** START OF SOURCE EXTRACT **

Categories = ['ARSON', 'ASSAULT', 'BAD CHECKS', 'BRIBERY', 'BURGLARY',
              'DISORDERLY CONDUCT', 'DRIVING UNDER THE INFLUENCE',
              'DRUG/NARCOTIC', 'DRUNKENNESS', 'EMBEZZLEMENT', 'EXTORTION',
              'FAMILY OFFENSES', 'FORGERY/COUNTERFEITING', 'FRAUD', 'GAMBLING',
              'KIDNAPPING', 'LARCENY/THEFT', 'LIQUOR LAWS', 'LOITERING',
              'MISSING PERSON', 'NON-CRIMINAL', 'OTHER OFFENSES',
              'PORNOGRAPHY/OBSCENE MAT', 'PROSTITUTION', 'RECOVERED VEHICLE',
              'ROBBERY', 'RUNAWAY', 'SECONDARY CODES', 'SEX OFFENSES FORCIBLE',
              'SEX OFFENSES NON FORCIBLE', 'STOLEN PROPERTY', 'SUICIDE',
              'SUSPICIOUS OCC', 'TREA', 'TRESPASS', 'VANDALISM', 'VEHICLE THEFT',
              'WARRANTS', 'WEAPON LAWS']

## Helper functions for recoding data
Here are the helper functions for recoding data. We'll add more as we create some new features

In [None]:
def recodeData(df, isTrain = False):
    '''This function takes in the dataframe that we get from loading in the 
    SF crime data and returns a re-coded dataframe that has all the 
    additional features we want to add and the categorical features recoded 
    and cleaned.
    '''

    #since the modifications are done in-place we don't return the dataframe. 
    #we do, however, return the list of all the columns we added.
    df, newLatLon = removeOutlierLatLon(df)
    df, newDate = recodeDates(df)
    df, newDistrict = recodePoliceDistricts(df)
    print "recoding addresses"
    df, newAddress, streetColumns = recodeAddresses(df)

    
    addedColumns = [] 
    addedColumns += newDate
    addedColumns += newDistrict 
    addedColumns += newLatLon
    addedColumns += newAddress
    
    
   

    if (isTrain):
        newCategory = recodeCategories(df)

** END OF SOURCE EXTRACT **
** START OF SUPPLIED DATA **

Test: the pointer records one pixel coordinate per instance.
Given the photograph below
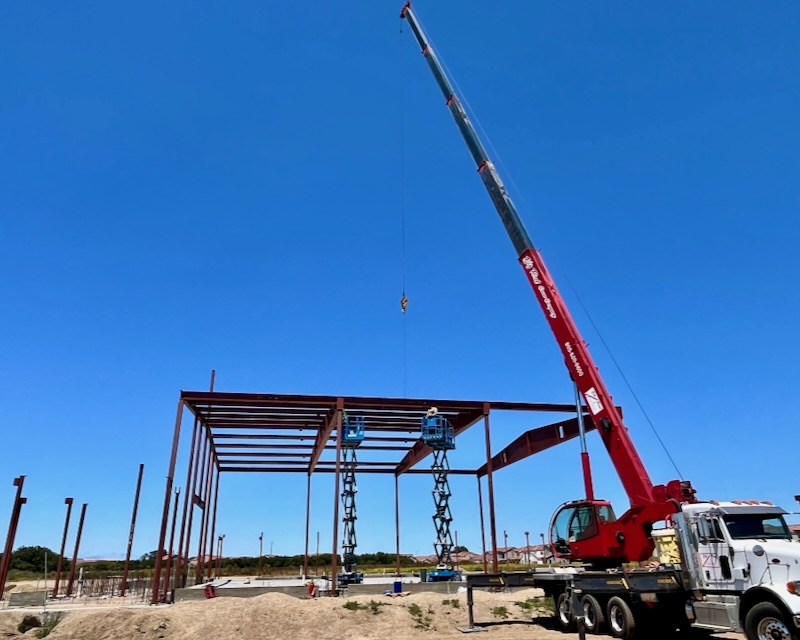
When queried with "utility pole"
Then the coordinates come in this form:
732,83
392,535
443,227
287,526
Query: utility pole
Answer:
528,548
316,569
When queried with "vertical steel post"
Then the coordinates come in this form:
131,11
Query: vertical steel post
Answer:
334,577
397,523
308,524
75,551
124,585
12,533
215,469
205,488
179,568
192,503
260,552
68,502
490,483
205,471
168,569
165,512
483,528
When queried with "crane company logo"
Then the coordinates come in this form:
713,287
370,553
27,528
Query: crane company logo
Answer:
574,358
533,274
593,400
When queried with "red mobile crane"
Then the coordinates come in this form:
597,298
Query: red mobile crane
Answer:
585,529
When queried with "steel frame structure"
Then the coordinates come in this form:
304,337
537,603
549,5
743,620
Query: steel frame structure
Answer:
268,433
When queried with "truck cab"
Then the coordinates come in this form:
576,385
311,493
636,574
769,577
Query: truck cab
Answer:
742,566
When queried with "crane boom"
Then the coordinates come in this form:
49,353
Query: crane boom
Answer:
632,473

** END OF SUPPLIED DATA **

(REQUEST 1): Echo the crime-data code excerpt from "df, newAddress, streetColumns" up to and including "newCategory = recodeCategories(df)".
(REQUEST 2): In the crime-data code excerpt, which function does recodeData call only when isTrain is true?
The lines come from a source separate from the crime-data code excerpt.

(RESPONSE 1):
df, newAddress, streetColumns = recodeAddresses(df)

    
    addedColumns = [] 
    addedColumns += newDate
    addedColumns += newDistrict 
    addedColumns += newLatLon
    addedColumns += newAddress
    
    
   

    if (isTrain):
        newCategory = recodeCategories(df)

(RESPONSE 2): recodeCategories